## Problem statement:
Can you repeat, word for word, the lines from the one containing "Provide one point per instance of the bar stool backrest, each" through the end of the records?

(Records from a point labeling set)
— Start —

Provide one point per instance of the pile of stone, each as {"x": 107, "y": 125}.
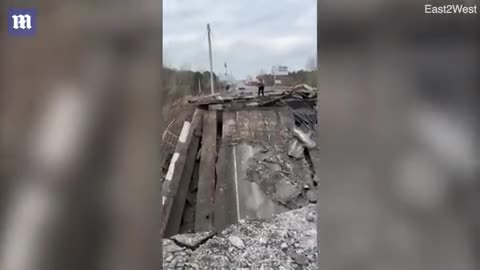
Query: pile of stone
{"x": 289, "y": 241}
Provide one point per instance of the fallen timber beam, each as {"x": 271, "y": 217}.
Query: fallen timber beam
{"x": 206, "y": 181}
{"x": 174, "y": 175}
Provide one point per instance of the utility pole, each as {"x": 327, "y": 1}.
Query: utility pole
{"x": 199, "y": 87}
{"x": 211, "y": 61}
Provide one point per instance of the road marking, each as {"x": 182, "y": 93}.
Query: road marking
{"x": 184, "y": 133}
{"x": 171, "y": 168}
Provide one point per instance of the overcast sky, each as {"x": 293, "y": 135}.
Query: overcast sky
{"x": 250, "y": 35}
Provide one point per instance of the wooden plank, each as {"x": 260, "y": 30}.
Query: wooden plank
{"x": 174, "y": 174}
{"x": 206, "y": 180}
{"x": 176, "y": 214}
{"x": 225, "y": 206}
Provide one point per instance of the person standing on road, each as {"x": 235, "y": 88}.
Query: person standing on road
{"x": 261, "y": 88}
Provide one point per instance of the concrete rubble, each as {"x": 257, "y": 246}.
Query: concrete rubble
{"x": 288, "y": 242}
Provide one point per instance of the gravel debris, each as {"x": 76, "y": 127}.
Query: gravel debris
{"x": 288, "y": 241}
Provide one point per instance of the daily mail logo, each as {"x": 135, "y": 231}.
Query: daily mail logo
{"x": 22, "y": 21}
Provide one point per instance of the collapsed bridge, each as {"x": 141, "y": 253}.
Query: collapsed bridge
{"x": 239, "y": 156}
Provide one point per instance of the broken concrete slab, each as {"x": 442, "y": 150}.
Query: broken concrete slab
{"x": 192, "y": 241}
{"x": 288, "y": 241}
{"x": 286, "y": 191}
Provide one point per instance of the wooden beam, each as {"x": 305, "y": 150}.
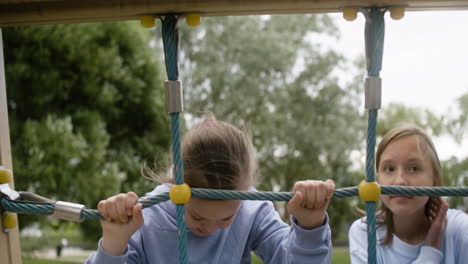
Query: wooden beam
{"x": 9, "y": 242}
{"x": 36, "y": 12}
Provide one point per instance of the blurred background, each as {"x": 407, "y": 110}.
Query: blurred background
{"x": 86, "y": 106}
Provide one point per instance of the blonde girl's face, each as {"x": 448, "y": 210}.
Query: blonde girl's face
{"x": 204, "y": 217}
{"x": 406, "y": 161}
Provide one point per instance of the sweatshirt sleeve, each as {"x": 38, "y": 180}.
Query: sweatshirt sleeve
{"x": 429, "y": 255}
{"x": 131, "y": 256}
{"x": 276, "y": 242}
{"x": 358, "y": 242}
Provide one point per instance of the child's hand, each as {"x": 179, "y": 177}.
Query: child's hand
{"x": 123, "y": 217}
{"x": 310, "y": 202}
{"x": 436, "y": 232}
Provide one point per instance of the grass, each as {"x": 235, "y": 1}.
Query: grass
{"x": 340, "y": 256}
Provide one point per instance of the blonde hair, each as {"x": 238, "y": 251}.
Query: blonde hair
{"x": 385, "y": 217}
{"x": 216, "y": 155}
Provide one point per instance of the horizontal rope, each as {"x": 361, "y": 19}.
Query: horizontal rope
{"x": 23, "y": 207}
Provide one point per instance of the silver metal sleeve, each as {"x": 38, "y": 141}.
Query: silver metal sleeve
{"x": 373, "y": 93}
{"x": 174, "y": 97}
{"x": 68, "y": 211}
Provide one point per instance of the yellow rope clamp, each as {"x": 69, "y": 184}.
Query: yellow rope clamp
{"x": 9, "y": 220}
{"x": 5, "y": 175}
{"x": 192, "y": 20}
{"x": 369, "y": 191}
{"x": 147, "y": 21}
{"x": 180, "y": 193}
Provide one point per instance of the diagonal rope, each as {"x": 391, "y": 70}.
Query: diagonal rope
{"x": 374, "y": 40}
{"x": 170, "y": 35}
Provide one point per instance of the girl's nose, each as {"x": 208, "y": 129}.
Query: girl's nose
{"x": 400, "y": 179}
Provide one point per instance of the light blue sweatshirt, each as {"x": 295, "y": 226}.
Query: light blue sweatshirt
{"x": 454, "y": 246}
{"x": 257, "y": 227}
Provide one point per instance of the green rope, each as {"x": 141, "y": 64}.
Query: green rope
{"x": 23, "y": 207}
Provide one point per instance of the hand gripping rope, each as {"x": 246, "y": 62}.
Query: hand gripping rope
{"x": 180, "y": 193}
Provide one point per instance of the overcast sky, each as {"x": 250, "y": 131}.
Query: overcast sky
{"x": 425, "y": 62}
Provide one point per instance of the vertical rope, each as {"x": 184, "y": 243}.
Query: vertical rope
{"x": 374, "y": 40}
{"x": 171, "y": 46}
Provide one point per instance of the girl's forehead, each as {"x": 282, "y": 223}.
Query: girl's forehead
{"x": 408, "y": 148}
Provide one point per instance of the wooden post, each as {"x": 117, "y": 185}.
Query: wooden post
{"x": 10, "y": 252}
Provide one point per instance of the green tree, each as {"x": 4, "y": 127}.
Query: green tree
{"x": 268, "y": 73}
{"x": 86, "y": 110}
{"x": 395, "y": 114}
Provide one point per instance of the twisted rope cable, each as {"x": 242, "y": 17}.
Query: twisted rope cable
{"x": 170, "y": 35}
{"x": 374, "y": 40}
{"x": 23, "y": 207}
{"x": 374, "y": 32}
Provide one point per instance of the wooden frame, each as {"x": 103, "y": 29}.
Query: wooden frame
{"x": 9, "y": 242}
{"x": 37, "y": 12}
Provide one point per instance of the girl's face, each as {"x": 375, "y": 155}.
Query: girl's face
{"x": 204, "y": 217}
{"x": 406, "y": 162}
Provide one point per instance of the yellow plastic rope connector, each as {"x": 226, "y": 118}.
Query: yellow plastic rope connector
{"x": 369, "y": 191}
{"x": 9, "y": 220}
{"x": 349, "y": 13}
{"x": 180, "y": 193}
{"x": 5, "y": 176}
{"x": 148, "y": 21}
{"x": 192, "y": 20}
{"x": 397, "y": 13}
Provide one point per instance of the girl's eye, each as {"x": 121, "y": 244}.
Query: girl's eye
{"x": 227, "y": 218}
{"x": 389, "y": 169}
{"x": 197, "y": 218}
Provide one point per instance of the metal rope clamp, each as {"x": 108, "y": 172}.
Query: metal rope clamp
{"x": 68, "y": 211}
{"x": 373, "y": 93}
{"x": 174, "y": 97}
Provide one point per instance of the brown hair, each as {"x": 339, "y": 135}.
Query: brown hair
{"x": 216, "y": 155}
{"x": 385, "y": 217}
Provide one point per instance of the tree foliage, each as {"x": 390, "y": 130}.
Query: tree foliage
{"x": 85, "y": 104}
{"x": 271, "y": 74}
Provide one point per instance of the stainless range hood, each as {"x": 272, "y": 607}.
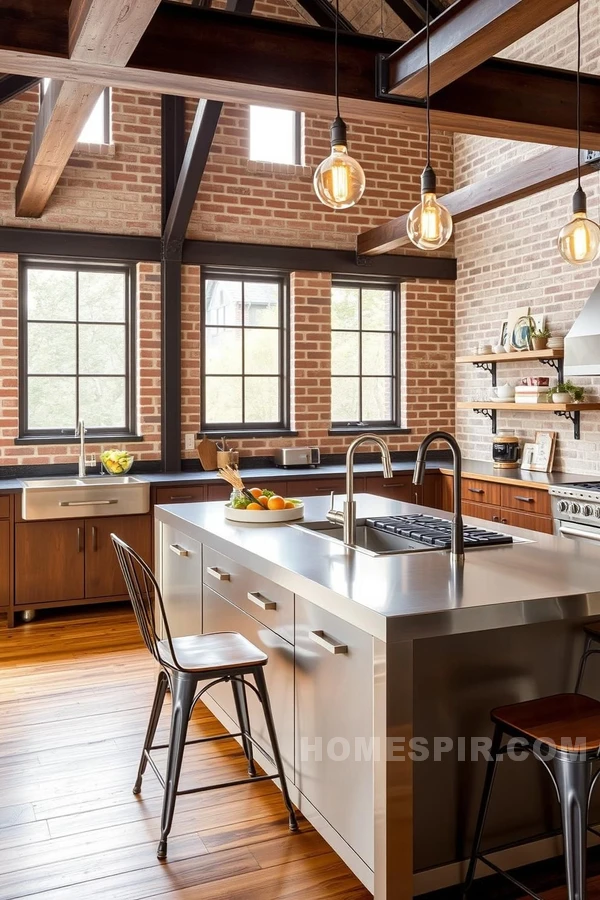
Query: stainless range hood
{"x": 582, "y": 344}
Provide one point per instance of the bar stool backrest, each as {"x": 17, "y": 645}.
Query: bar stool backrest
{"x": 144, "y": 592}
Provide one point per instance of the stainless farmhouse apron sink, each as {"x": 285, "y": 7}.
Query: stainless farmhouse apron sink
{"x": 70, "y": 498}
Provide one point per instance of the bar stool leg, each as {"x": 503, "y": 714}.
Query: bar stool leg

— End —

## Problem solution:
Provide one point per instance of the bar stool backrest, each as {"x": 17, "y": 645}.
Query: bar stool backrest
{"x": 144, "y": 592}
Provide one point per instance of the stainless farmhouse apron sink, each as {"x": 285, "y": 7}.
Query: stainless farmhouse apron sink
{"x": 70, "y": 498}
Provide one point per instance of the bar stool leg, each as {"x": 503, "y": 714}.
Query: bar stool leg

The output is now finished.